Problem to solve: Reproduce each of the records below word for word, keeping every line as it appears.

# Source material start

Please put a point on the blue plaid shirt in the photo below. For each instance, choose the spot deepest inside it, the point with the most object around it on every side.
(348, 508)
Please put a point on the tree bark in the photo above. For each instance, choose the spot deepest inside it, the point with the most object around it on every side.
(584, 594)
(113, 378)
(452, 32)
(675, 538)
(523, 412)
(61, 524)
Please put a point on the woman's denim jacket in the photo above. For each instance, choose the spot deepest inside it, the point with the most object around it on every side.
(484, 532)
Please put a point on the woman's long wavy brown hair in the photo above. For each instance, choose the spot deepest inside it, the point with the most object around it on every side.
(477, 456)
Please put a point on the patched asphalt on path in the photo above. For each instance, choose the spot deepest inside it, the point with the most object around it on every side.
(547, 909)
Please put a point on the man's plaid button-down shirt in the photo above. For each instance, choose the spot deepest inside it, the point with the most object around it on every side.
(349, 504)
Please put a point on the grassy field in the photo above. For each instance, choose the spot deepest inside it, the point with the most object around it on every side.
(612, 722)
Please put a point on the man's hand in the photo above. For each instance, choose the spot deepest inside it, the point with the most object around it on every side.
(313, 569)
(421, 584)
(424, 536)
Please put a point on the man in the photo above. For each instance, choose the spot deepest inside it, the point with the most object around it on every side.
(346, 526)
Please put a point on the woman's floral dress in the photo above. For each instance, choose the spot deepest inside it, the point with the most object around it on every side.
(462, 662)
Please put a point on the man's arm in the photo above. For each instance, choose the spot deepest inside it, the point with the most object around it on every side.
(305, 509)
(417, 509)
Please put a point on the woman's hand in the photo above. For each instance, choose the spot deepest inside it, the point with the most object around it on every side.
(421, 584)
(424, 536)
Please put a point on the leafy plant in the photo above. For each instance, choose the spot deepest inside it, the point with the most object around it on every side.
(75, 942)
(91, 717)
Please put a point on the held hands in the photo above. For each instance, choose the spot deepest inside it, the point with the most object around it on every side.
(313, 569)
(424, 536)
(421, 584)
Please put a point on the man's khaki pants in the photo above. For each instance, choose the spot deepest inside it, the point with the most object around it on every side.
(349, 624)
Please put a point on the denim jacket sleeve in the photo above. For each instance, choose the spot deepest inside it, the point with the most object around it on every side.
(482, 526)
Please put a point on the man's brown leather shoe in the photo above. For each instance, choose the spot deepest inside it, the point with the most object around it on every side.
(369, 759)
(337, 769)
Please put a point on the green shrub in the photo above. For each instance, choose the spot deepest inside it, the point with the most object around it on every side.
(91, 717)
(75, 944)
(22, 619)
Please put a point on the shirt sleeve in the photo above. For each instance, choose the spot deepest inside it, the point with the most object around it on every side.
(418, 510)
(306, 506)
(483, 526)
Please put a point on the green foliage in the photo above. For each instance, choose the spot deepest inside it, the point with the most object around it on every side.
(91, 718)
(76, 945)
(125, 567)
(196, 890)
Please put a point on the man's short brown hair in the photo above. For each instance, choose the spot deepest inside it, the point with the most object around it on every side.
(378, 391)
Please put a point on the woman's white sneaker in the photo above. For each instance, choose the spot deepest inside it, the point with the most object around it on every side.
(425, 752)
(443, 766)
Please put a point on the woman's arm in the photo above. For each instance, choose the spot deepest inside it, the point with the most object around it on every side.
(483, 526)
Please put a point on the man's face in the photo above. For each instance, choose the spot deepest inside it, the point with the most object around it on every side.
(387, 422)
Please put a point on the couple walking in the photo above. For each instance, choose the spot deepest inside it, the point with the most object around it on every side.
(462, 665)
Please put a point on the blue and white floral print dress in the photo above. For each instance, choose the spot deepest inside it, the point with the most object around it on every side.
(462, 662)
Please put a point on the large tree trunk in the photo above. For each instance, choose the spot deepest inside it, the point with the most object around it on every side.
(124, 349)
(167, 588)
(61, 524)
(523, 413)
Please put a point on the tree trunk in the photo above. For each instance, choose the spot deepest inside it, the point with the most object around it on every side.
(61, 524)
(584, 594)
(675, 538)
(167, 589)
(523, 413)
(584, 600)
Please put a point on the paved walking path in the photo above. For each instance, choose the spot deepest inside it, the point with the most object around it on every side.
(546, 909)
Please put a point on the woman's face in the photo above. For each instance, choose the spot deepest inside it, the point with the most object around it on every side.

# Source material end

Response to this exercise:
Please put a point on the blue plaid shirt in the photo below. For each instance, choose the spot deepest inside it, the point with the most object around it on every side.
(348, 508)
Please put a point on the tree bark in the photo above. For each instance, choose the spot deepest inside it, the point with the most object around it on every side.
(584, 594)
(113, 378)
(452, 32)
(675, 538)
(523, 412)
(61, 524)
Please put a point on the woman's denim jacket in the photo above. For each instance, choose the spot deepest inside it, the point with the most object around it on every side.
(484, 532)
Please put a point on the woman's long wavy brown hair in the photo above. For each instance, choose the spot deepest inside it, the point with the most object around it on every side.
(477, 456)
Please put a point on the patched asphalt on path in the photo above. For each instance, choose the spot deepest inside it, the point with the most object around it on every side.
(547, 909)
Please put a point on the man's plaid button-down shirt in the photo above. For each instance, choose the spot deepest inside it, the point with the most object around it on every side.
(349, 504)
Please put a point on the grassy field in the photo above. For each instance, choose the spot deepest inside it, the point with the most object around it on every side.
(612, 722)
Please put a point on the man's hand in the photo above. For each instance, choose the spot deepest inside it, the point with the most object around it on every side.
(313, 569)
(421, 584)
(424, 536)
Please put a point on the man in the photo above. For each instance, choose the spot deepest inside it, the point with the most object around it on every side.
(346, 526)
Please put a point on the woman's floral dress in the photo above. For each instance, choose the spot deepest inside it, the point with the most object around it on every side.
(462, 662)
Please put a point on the man's arm in the photo above. For each instance, choose the spot deepest inside it, the point with the most object around it on every side.
(305, 509)
(417, 509)
Please put a point on the woman's hand in the photo above. For each instance, choose the spot deepest inside it, the point with the most object around it on every side.
(421, 584)
(424, 536)
Please put a point on the leafy plant in the photo above. For each instance, choose the spot deepest inside it, the point with the most object around it on every side.
(75, 942)
(91, 717)
Please put a point on the held hands in the photo above. For each instance, choose the spot deepest inside it, the point with the most object around it on every side.
(313, 569)
(424, 536)
(421, 584)
Please put a point on the man's khaki pants in the photo above. For each instance, choose the spot deepest inside it, the point with the most object around it on every side.
(349, 624)
Please put a point on the denim jacket sleeve in the photo above. For each instance, choose the spot deepest inside it, the point with the most object around it on every side.
(482, 526)
Please put a point on the man's brown leather shoe in the photo above. For each instance, choose the spot deepest inside it, the point with the most object around it on every side.
(369, 759)
(337, 769)
Please put a point on the green shrub in the photo above. For each instance, choose the spot deepest inside it, the point with the most object around it on every side.
(91, 717)
(75, 944)
(22, 619)
Please put a point on the shirt sleeve in the photo above. For each instance, choose the spot deepest inside it, the point with the most object around it on every side.
(418, 510)
(306, 506)
(483, 526)
Please put a point on the green foliage in the photo above. For each instance, choose the spot deepest inside it, the point with the most object around it on every side.
(91, 718)
(76, 945)
(125, 567)
(196, 890)
Please put a point on the man's short brown hair in the photo above. For each instance, choose the spot deepest inside it, the point with the most object around it on every side.
(378, 391)
Please put a point on the woman's white sneaker in the photo above. For each instance, choose the spot deepest inside it, the point with the most object around it on every side.
(425, 752)
(443, 766)
Please put a point on the woman's arm in the photo above. For each instance, choose the spot deepest inside it, the point with the most object around it on every side.
(483, 526)
Please put a point on the man's face in the photo above. For each instance, choose the spot deepest inside it, the point with the most object around it on every side.
(387, 422)
Please put a point on the couple walking in the photo above. For each instance, choose the spot deepest inside it, the point with the most object around it on every side.
(462, 665)
Please put a point on the blue and white floral print dress in the photo above. For each instance, choose the spot deepest inside it, the point with the most object around it on every side.
(462, 662)
Please put a point on the large tree trunk in the photo above. For each instance, choose the spot deepest inside it, the point with the most object around it on every side.
(124, 349)
(167, 588)
(61, 524)
(523, 413)
Please put a point on the tree trunk in the photo above. For each instance, choose the spot deepest inside it, the point with the most object around it on every side.
(61, 524)
(584, 594)
(675, 538)
(167, 589)
(523, 413)
(584, 600)
Please put a point on the paved walking path in the photo above. For each instance, choose the spot deepest inside it, the point with the most object around it on every side.
(546, 909)
Please put a point on the woman's face in the photo above. For each instance, choose the spot deepest inside it, the point with the most object around it on every side.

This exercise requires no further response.